◆ Goal of the exercise
Nothing but the line with "Spot the black leather" and the lines after it should appear, each retyped exactly as in the listing.
Supplied records below:
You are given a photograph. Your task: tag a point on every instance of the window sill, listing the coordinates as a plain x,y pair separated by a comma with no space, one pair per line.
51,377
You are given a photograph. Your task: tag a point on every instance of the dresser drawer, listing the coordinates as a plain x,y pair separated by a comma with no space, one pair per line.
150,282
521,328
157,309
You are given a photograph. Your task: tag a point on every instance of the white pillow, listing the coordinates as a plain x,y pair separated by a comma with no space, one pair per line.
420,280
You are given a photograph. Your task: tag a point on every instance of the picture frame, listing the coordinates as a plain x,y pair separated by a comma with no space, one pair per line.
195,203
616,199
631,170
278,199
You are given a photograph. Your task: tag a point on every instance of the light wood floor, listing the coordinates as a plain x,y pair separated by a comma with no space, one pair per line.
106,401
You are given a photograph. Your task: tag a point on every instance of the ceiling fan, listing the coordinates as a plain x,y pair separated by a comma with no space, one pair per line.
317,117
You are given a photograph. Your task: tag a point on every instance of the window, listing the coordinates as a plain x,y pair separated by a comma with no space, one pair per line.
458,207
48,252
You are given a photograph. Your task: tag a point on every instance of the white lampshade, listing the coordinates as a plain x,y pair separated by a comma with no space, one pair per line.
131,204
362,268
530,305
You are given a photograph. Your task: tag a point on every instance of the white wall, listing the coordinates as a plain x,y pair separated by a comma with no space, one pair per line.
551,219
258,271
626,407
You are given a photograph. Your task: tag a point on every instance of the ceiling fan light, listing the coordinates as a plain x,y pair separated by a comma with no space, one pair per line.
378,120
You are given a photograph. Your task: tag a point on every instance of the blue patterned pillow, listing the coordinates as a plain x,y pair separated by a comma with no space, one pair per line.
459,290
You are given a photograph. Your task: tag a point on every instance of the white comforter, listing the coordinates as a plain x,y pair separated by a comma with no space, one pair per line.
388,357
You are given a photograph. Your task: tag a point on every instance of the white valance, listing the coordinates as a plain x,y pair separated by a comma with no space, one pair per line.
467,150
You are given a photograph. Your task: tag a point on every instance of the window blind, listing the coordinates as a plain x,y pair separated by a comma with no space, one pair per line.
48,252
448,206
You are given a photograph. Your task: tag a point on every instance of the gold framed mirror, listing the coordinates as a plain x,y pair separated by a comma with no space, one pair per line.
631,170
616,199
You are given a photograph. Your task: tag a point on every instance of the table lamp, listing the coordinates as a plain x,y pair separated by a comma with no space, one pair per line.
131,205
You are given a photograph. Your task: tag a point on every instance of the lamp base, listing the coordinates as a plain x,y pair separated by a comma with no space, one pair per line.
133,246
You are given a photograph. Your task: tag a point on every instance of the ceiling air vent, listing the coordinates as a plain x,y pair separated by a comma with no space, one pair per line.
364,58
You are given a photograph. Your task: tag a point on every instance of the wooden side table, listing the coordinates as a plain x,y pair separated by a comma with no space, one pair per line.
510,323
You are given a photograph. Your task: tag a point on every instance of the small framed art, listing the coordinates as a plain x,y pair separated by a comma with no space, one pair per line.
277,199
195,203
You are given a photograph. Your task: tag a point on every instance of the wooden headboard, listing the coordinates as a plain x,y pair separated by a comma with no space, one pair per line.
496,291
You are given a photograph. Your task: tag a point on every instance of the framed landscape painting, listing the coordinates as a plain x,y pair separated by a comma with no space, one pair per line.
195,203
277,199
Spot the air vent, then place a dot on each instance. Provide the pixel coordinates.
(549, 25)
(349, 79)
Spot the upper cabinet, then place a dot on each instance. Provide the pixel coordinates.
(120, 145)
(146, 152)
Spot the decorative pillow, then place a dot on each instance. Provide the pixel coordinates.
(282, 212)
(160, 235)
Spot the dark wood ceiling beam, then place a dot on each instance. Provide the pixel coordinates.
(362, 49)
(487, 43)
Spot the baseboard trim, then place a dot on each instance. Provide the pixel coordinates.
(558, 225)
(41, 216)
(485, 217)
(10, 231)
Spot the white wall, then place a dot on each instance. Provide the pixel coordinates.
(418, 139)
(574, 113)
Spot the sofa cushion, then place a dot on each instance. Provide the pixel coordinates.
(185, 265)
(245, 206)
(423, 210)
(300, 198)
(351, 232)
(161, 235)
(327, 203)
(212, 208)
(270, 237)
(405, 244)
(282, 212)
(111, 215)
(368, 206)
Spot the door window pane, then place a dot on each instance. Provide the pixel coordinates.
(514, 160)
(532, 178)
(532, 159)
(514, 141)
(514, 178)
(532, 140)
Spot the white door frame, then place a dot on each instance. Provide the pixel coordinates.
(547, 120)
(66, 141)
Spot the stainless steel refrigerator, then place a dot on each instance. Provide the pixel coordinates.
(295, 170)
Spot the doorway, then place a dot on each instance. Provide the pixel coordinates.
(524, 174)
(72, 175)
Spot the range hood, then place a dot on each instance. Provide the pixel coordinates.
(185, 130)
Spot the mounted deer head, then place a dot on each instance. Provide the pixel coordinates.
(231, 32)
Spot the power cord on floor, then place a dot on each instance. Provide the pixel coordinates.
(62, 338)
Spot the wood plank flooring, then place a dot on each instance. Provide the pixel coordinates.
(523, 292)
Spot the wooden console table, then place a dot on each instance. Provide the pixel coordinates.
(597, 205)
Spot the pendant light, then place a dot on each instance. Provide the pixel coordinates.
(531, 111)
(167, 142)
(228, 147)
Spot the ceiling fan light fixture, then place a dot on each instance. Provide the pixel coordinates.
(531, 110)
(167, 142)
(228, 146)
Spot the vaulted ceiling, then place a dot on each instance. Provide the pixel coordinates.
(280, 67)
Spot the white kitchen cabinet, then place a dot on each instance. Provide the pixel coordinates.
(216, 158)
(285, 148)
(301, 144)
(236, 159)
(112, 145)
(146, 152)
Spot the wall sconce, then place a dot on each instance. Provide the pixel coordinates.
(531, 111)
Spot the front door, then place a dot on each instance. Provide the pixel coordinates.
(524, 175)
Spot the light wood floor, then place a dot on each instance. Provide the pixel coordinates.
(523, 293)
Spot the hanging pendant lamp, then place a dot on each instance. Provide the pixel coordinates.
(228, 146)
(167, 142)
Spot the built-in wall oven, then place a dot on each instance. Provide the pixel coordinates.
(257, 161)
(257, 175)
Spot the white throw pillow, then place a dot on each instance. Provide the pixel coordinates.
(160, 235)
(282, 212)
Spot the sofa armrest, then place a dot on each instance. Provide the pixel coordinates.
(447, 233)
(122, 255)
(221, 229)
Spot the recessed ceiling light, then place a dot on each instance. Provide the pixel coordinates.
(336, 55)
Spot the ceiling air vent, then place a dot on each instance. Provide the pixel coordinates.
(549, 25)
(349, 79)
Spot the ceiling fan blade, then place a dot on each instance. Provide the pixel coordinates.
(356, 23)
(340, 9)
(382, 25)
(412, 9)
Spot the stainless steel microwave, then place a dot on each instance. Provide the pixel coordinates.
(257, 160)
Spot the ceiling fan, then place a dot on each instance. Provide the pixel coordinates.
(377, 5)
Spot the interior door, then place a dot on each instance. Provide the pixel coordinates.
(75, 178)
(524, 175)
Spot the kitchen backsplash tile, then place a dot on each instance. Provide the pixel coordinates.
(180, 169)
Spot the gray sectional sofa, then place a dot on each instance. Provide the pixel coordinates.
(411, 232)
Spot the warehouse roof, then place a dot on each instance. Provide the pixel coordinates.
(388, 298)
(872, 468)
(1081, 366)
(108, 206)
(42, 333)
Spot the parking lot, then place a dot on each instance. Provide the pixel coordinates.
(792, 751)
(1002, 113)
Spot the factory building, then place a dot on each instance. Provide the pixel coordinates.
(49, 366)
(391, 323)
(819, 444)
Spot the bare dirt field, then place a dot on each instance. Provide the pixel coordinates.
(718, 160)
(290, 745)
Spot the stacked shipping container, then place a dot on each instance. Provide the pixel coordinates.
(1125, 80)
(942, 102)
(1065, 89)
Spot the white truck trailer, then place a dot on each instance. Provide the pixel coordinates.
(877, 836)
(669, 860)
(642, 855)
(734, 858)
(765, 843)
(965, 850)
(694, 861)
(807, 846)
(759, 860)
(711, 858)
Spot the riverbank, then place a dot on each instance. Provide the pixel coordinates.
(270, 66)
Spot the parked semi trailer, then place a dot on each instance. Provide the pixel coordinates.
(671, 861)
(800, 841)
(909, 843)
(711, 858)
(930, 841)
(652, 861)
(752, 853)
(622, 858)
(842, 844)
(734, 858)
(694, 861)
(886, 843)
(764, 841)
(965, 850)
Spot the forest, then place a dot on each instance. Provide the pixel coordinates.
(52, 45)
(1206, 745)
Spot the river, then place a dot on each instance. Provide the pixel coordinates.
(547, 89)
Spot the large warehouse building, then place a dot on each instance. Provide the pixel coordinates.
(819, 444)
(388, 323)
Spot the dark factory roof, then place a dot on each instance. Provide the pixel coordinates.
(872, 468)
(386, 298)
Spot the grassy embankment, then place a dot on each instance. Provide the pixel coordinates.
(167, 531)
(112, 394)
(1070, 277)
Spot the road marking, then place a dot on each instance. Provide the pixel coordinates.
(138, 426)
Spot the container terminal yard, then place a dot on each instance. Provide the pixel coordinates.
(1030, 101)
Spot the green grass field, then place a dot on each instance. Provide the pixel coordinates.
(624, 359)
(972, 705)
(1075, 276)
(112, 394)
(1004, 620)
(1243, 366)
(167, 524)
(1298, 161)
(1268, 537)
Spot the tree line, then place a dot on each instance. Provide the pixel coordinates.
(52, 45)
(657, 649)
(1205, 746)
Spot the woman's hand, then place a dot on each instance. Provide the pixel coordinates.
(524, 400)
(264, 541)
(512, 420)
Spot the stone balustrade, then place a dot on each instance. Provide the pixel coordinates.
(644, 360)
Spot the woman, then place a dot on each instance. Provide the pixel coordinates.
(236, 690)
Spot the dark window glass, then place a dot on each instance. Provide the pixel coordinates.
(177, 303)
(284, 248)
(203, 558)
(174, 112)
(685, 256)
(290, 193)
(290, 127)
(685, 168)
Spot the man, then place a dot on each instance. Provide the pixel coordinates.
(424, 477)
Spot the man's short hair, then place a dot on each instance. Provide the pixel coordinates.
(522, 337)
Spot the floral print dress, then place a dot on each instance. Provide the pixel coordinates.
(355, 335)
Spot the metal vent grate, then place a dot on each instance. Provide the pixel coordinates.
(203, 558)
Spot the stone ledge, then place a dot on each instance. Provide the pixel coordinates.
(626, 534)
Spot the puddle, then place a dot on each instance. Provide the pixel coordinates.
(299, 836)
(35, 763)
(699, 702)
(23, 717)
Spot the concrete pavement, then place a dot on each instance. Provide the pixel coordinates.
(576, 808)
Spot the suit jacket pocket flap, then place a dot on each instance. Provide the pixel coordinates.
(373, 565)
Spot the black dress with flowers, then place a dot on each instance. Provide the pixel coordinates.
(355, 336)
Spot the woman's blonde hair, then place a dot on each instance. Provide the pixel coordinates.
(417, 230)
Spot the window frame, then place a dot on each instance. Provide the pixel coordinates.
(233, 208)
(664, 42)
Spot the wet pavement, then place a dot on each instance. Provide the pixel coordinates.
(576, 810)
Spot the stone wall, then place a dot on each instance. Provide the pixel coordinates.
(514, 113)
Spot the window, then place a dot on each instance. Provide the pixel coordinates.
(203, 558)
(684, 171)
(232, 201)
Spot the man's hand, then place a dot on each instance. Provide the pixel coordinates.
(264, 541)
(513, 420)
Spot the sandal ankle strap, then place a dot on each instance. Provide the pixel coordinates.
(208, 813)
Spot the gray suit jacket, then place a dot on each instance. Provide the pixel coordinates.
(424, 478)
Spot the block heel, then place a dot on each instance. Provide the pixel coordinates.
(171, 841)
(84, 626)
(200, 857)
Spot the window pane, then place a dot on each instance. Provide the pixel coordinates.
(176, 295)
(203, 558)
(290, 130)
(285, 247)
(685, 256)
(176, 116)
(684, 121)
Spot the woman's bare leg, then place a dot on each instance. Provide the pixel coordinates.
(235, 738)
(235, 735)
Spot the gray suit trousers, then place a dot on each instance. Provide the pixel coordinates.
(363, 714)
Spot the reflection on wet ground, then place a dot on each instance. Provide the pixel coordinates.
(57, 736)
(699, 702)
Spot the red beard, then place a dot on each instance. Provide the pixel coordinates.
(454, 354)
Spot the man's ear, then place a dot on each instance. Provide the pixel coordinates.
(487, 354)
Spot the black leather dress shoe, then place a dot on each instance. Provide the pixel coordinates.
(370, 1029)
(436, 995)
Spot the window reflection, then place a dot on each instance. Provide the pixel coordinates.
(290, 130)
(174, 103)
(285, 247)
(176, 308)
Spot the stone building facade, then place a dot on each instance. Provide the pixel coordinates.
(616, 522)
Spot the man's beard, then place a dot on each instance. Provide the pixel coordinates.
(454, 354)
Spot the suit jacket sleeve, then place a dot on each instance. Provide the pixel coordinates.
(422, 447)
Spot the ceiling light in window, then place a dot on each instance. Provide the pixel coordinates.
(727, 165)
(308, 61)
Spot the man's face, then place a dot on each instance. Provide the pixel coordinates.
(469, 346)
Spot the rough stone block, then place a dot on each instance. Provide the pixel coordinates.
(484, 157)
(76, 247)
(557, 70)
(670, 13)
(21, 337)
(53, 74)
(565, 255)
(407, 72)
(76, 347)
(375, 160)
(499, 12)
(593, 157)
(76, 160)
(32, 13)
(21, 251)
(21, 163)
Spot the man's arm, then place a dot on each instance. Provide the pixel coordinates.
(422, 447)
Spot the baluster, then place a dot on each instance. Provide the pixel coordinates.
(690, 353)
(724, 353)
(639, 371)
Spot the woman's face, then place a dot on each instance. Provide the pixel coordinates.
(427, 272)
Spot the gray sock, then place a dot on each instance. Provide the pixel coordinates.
End of Supplied records.
◆ Solution to this problem
Spot the black leather dress shoe, then place a dot on each instance. Provide the pixel coordinates.
(370, 1029)
(436, 995)
Spot the window reflection, then place a dot on each instance. Provide the pixel coordinates.
(290, 130)
(174, 103)
(285, 247)
(176, 308)
Spot the stone building facade, then place a dot on each instance. Provide the pixel coordinates.
(616, 522)
Spot the man's beard, then place a dot on each instance. Provide the pixel coordinates.
(454, 354)
Spot the suit jacket sleeve, then place a dot on each instance. Provide the pixel coordinates.
(422, 447)
Spot the ceiling light in window, then place a dot on each instance. Provide the pixel coordinates.
(727, 165)
(308, 61)
Spot the man's face, then place a dot on each instance. Provide the pixel coordinates.
(469, 346)
Spot the rough stone block, then place a dot on each instance. Provide the pixel coordinates.
(484, 157)
(76, 247)
(557, 70)
(670, 13)
(21, 337)
(53, 74)
(565, 255)
(407, 72)
(76, 347)
(375, 160)
(499, 12)
(593, 157)
(76, 160)
(32, 13)
(21, 251)
(21, 163)
Spot the man's arm, then place a dot on each instance. Provide the pixel coordinates.
(422, 447)
Spot the baluster, then place a dot on each instance. Provide the pixel coordinates.
(690, 353)
(724, 353)
(639, 371)
Spot the woman's face, then place a dot on each instance. Provide the pixel coordinates.
(427, 272)
Spot the gray sock, then place a dot on each instance. Provide the pixel coordinates.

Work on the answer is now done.